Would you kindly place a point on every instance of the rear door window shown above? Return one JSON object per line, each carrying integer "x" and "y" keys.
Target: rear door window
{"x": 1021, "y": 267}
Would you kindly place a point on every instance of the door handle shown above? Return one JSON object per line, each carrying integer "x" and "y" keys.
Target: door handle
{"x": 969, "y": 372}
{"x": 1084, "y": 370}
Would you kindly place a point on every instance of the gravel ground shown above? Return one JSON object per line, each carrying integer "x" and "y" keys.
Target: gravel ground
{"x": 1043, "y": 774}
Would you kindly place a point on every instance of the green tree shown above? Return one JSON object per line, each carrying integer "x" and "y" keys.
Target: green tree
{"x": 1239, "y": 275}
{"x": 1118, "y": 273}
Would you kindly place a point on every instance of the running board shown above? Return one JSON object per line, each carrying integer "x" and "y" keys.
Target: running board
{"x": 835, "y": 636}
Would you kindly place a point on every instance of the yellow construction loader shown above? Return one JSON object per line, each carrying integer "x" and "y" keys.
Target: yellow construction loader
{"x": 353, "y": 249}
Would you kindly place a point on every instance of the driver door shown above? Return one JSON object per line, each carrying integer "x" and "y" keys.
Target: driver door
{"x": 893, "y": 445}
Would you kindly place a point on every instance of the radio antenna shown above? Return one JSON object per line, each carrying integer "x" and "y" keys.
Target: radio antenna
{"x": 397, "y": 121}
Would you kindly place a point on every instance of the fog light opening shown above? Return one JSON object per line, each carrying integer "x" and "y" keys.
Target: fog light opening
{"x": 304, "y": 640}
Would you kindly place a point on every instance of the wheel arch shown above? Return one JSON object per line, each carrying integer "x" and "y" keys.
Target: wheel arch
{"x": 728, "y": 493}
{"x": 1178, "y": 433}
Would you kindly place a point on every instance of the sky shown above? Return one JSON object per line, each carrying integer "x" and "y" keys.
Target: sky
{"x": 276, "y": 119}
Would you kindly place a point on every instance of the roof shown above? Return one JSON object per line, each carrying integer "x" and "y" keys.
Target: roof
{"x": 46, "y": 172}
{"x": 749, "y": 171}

**Goal of the exercise**
Please copy all of the items above, keeping every line and character unchanged.

**Solution for this exercise**
Would you kindly place a point on every instance of the rear door window shown above? Return one JSON object per line, each carrying integer "x" and "y" keys.
Target: rear door window
{"x": 1021, "y": 267}
Would you kindly place a point on every instance of the door handle shown above? Return one JSON object per line, each carrying integer "x" and "y" keys.
Target: door handle
{"x": 969, "y": 372}
{"x": 1084, "y": 370}
Would you kindly place a point on every instance of the gravel ground shown above? Return one JSON object per line, each carrying integer "x" and "y" keys.
Target: gravel ground
{"x": 1043, "y": 774}
Would you kindly place a point on every instance of the green tree shown above? Return one JSON object per line, each carrying integer "x" and "y" keys.
Target: green tree
{"x": 1239, "y": 275}
{"x": 1118, "y": 273}
Would you kindly place a point on every instance of the running board shown above? Return one JSON object per line, each carrying integer "x" and "y" keys.
Target: running board
{"x": 835, "y": 636}
Would you kindly place a point on every instance of the yellow construction loader shown above? Return one JSON object per line, each carrying integer "x" and "y" keys.
Target: yellow construction loader
{"x": 353, "y": 249}
Would you kindly place a point on every instance of the driver door shown above? Return one JSON object per line, each carrying integer "x" and "y" keys.
Target: driver door
{"x": 893, "y": 445}
Would you kindly place a point on every instance of the radio antenna shown above? Return one JSON object per line, each carrying integer "x" and "y" keys.
Target: radio antenna
{"x": 397, "y": 121}
Would you kindly place a point on every instance of the fog light opening shown above? Return one JSON object per line, each carrying integer "x" and "y" keys.
Target: fog light opening
{"x": 304, "y": 640}
Would you kindly place a point on every instance of the wheel arch shown above? Return one JSON object per line, each carrying integer "x" and "y" keys.
Target: wheel arch
{"x": 728, "y": 493}
{"x": 1178, "y": 433}
Would you kindly place a point on every instance of the sky shown above? Return one JSON object per line, each carrying integer "x" and "y" keys.
Target: sky
{"x": 276, "y": 119}
Would you kindly place a point on every instance of the roof shown above? Return one JSON object per line, each carrying integer "x" and "y" keys.
Target: roof
{"x": 46, "y": 172}
{"x": 749, "y": 171}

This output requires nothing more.